* [Extrait choisi]:
┏━━
Festival du Teyat Zabim
Festival du Teyat Zabim, ( Guadeloupe)
Après quatre ans de silence, et plusieurs mois d’agitation sociale en Guadeloupe, les organisateurs du Festival de théâtre des Abymes, une commune à côté de Pointe-à-Pitre, ont pu nous offrir un excellent programme qui a attiré les foules et donné lieu à des manifestations populaires (musique, danse,) sur le parvis du Centre Sonis, seul lieu de représenatation cette année, vu les limites budgétaires. Il y eu la magnifique lecture de Congre et Homard, une pièce de la martiniquaise Gaëlle Octavia. Lu par Joël Jernidier et Dominik Bernard , ce dialogue serré et intense nous mène d’une situation apparemment cocasse vers une confrontation inquiétante. Un moins jeune (le mari), donne rendez-vous à un plus jeune, dans un café. Un jeu de chat et de souris verbal (ou plutôt de « congre » et de « homard »).
Alors que le mari se montre très au courant de la trahison de sa femme avec ce jeune intrus, le désarroi de celui-ci ne fait qu’agrémenter le plaisir sadique de ce mari qui joue sur toutes les possibilités de la langue avant d’épingler son adversaire. Le dénouement choc nous laisse dans l’ambiguïté la plus totale. Toutes les nuances, dans cette orchestration de voix et de visages ont confirmé la force du texte et le travail absolument remarquable du duo Jernidier-Bernard. La pièce fera l’objet d’une mise en scène par la troupe Grace Art Theatre et sera présentée prochainement en Guadeloupe.
La création de la pièce Conte à mourir debout, œuvre de Frantz Succab fut plus problématique. Ce texte, accompagné vers une production par ETC. Caraïbe, l’Artchipel, et jouée par la Compagnie Savann (Guadeloupe) était mise en scène par Antoine Léonard Maestrati. Journaliste, poète et rédacteur d’une tabloid « Mot fwasé » une sorte de Charlie Hebdo guadeloupéen ,transporte son mordant sur la scène théâtrale .Roberval (Aliou Cissé), grand tambouyé, vient d’apprendre que ses jours sont comptés. Il attend la mort avec une certaine angoisse mais surtout avec beaucoup de colère et surtout comment le dire à sa bien aimée Bertilia. Il refuse de devenir une de ces légendes glorifiées hypocritement par le peuple, exploitée par les médias. Un chroniqueur de la télévision intervient (Harry Balthus) pour nous reconstituer la vie « officielle » du grand homme. Roberval et ses proches qui refusent cette farce médiatisée , interviennent constamment pour « corriger » la version publique par des aperçus sur une vie privée savoureuse, moins glorifiée mais plus humaine. Les différents récits de cette vie mise en abyme constituent une suite de moments où l’auteur insiste sur la nature ‘jouée’ non seulement des personnages mais de toute la réalité guadeloupéenne. Par la même occasion, l’auteur semble remettre aussi en question les icônes de la culture guadeloupéenne.
┗━━
* [Consigne a]: D'après l'extrait, qui a lu la pièce Congre et Homard ?

* [Données fournies]:
┏━━
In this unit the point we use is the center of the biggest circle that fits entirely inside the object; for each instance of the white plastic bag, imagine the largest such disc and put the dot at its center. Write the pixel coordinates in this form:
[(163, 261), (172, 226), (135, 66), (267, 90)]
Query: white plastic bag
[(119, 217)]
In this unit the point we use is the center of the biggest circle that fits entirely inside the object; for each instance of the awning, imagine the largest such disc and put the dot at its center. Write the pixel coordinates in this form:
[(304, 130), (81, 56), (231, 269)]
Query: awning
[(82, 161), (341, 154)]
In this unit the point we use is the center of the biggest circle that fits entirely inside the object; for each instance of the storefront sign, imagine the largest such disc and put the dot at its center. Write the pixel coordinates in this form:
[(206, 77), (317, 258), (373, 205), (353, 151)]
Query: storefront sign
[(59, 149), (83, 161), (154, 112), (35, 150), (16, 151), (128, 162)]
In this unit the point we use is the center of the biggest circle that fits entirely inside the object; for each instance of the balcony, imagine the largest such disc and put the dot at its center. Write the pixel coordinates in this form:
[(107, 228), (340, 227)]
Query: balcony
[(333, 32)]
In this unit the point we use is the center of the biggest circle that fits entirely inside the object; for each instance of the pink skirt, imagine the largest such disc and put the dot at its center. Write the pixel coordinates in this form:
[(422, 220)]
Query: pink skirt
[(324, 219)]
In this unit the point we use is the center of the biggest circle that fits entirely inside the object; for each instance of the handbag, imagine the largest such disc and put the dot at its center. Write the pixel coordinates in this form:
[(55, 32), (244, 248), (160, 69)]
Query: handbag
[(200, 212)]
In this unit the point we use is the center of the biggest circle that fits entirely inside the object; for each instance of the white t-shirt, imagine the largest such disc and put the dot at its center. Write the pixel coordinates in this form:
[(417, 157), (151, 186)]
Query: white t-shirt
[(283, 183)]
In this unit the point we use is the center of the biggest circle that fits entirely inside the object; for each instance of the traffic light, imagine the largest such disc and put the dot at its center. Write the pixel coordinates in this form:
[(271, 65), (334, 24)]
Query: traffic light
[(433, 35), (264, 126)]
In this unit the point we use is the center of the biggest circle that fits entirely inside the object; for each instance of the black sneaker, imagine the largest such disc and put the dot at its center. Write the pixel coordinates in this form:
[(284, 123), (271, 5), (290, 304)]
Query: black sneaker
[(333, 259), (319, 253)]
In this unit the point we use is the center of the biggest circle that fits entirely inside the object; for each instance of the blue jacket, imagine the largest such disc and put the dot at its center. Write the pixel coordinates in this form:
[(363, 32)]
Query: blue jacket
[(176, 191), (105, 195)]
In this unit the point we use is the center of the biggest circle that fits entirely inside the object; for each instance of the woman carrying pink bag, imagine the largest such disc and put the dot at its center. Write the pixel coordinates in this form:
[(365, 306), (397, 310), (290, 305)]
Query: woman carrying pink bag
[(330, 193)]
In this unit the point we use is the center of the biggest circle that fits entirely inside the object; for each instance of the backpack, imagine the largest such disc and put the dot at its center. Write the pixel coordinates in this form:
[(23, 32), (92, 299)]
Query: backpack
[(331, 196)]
┗━━
* [Consigne b]: Mettez dans un tableau Markdown, avec les colonnes N° et Ligne, tout ce qui va de la première ligne des entrées jusqu'à la ligne contenant « [(82, 161), (341, 154)] », les deux incluses, en omettant les lignes vides.

* [Corrigé complet a]: Joël Jernidier et Dominik Bernard.

* [Corrigé complet b]:
| N° | Ligne |
|---|---|
| 1 | In this unit the point we use is the center of the biggest circle that fits entirely inside the object; for each instance of the white plastic bag, imagine the largest such disc and put the dot at its center. Write the pixel coordinates in this form: |
| 2 | [(163, 261), (172, 226), (135, 66), (267, 90)] |
| 3 | Query: white plastic bag |
| 4 | [(119, 217)] |
| 5 | In this unit the point we use is the center of the biggest circle that fits entirely inside the object; for each instance of the awning, imagine the largest such disc and put the dot at its center. Write the pixel coordinates in this form: |
| 6 | [(304, 130), (81, 56), (231, 269)] |
| 7 | Query: awning |
| 8 | [(82, 161), (341, 154)] |